**LISTE DES TÂCHES**
1. Pouvez-vous recopier le passage du texte sur le soin des morts et la suite du Christ qui commence aux mots « Le soin des » et s'arrête après « ceux qui restent. » ?
2. Comment résumer en deux phrases le texte sur le soin des morts et la suite du Christ ?
3. Pouvez-vous reprendre le texte sur le soin des morts et la suite du Christ là où il s'arrête et le poursuivre ?

++++ TEXTE DE LECTURE ++++

Le soin des morts comme le travail de mémoire visent à donner du poids à la vie qui a été vécue, à reconnaître son importance à nos yeux, aux yeux du monde et aux yeux de Dieu. Dans un deuxième temps, ils permettent de se tourner vers la vie qui reste ouverte : de cette vie-là, qu’est-ce qui reste nourrissant pour ma vie pour nos vies ? Qu’est-ce qui éclaire le chemin ? Et qu’est-ce qui au contraire, attire dans les gouffres sans fonds de la honte, de la peur, de la malédiction ? Comment puis-je demander à Dieu de l’éclairer de sa lumière pour que ça ne soit plus un piège ouvert sur le chemin ? Le travail de mémoire auquel nous invite toute mort est tourné d’abord vers la vie de celles et ceux qui restent.
Revenons maintenant à l’injonction étonnante de Jésus à cet homme qui souhaite enterrer son père avant de se mettre à sa suite. Si l’on regarde un peu plus largement le contexte de ce verset, on se rend compte que l’échange entre Jésus et l’homme appelé prend place dans toute une série de petite saynètes qui interrogent la manière de se mettre à la suite du Christ.
Il y a d’abord les disciples qui veulent faire venir le feu de la colère divine sur le village samaritain qui refuse de les accueillir. Eux qui suivent Jésus depuis quelque temps déjà, où ont-ils vu Jésus agir ainsi ? Nulle part ! Mais ils sont encore tout imprégnés de l’idée selon laquelle Dieu répond à une offense par la destruction de celui ou celle qui l’a offensé. Ils ne sont ni les seuls, ni les derniers ! Combien de personnes, encore aujourd’hui, se donnent comme mission de défendre l’honneur de Dieu, par la violence si nécessaire ? Combien de personnes mutilent leur propre vie dans la crainte que son déploiement offenserait Dieu ? Les disciples sont également prisonniers de la croyance selon laquelle suivre Jésus c’est devenir tout-puissant ou presque. Là encore, ils ne sont ni les premiers – pensez à Élie qui massacre les prophètes de Baal en se moquant d’eux – ni les derniers – pensez par exemple aux missionnaires ou à la croisade contre les cathares. Jésus pourtant rappelle, ici comme à la croix, qu’il n’est pas « venu pour perdre les âmes des hommes, mais pour les sauver. » Le suivre vraiment, c’est agir comme il agit, en cherchant la vie, y compris pour celles et ceux qui nous rejettent et rejettent Dieu, pas en les massacrant !

++++ DONNÉES EXTRAITES ++++

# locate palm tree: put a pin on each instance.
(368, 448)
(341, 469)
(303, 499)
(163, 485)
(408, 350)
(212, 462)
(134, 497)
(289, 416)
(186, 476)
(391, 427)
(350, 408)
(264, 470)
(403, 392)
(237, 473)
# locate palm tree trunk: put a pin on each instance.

++++

**RÉPONSES PAR TÂCHE**
1.
Le soin des morts comme le travail de mémoire visent à donner du poids à la vie qui a été vécue, à reconnaître son importance à nos yeux, aux yeux du monde et aux yeux de Dieu. Dans un deuxième temps, ils permettent de se tourner vers la vie qui reste ouverte : de cette vie-là, qu’est-ce qui reste nourrissant pour ma vie pour nos vies ? Qu’est-ce qui éclaire le chemin ? Et qu’est-ce qui au contraire, attire dans les gouffres sans fonds de la honte, de la peur, de la malédiction ? Comment puis-je demander à Dieu de l’éclairer de sa lumière pour que ça ne soit plus un piège ouvert sur le chemin ? Le travail de mémoire auquel nous invite toute mort est tourné d’abord vers la vie de celles et ceux qui restent.

2. Le soin des morts et le travail de mémoire donnent du poids à la vie vécue et sont tournés d'abord vers la vie de celles et ceux qui restent. Face aux disciples qui veulent faire venir le feu de la colère divine sur un village samaritain, Jésus rappelle qu'il est venu pour sauver les âmes, et le suivre, c'est chercher la vie, y compris pour ceux qui nous rejettent.

3.
Vient ensuite un homme qui se sent appelé à suivre Jésus « partout où il ira ». On croirait entendre Pierre… l’enthousiaste tout feu tout flamme, qui se croit capable de tout. Suivre Jésus, ce n’est pas encore cela, ce n’est pas se croire capable de suivre le chemin qu’il va suivre, encore moins se flageller de ne pas en être capable, ni même aspirer à le devenir. C’est être rendu-e capable de suivre son propre chemin et de témoigner de la libération reçue en Christ. Jésus le rappelle doucement à l’homme en pointant l’inconfort, l’absence de sécurité et de certitude qui sont indissociables de son propre chemin.
C’est alors qu’intervient la rencontre avec l’homme qui tient à ensevelir son père. Cette fois, c’est Jésus qui est à l’initiative de l’échange, c’est lui qui appelle un homme à le suivre, comme il avait appelé ses plus proches disciples à le suivre, comme il appelle encore aujourd’hui des hommes, des femmes et des enfants à sa suite. Et quand l’homme demande un délai pour ensevelir son père, Jésus lui répond de laisser les morts ensevelir les morts et, surtout, il retourne l’homme vers la vie sa vie – qui reste ouverte devant lui : « toi, va annoncer le Royaume de Dieu ». Il y a là une promesse : la fin de la vie d’une personne aimée n’est pas la fin de ma vie… plus encore, la mort de cette personne, pour douloureuse qu’elle soit, ne me séparera pas de l’amour de Dieu manifesté en Christ, elle ne m’empêchera pas pour toujours d’en témoigner. La réponse de Jésus à l’homme qui demande d’aller saluer ses aimé-es avant de suivre Jésus va dans le même sens : suivre Jésus, c’est donner du poids à celles et ceux qui nous ont précédé-es, qui nous ont forgé-es, qui nous soutiennent et nous aiment aujourd’hui, sans se laisser écraser par ce poids, sans laisser ces amours devenir une prison !
Ces quatre épisodes soulignent, chacun à sa manière, la question qui est posée à qui veut suivre le Christ : es-tu prêt-e à lui donner la première place dans ta vie ? Et la réponse claque, rude, désespérante au premier abord : tu as beau prétendre que oui, en fait tu n’y es pas prêt, et tu n’y seras jamais.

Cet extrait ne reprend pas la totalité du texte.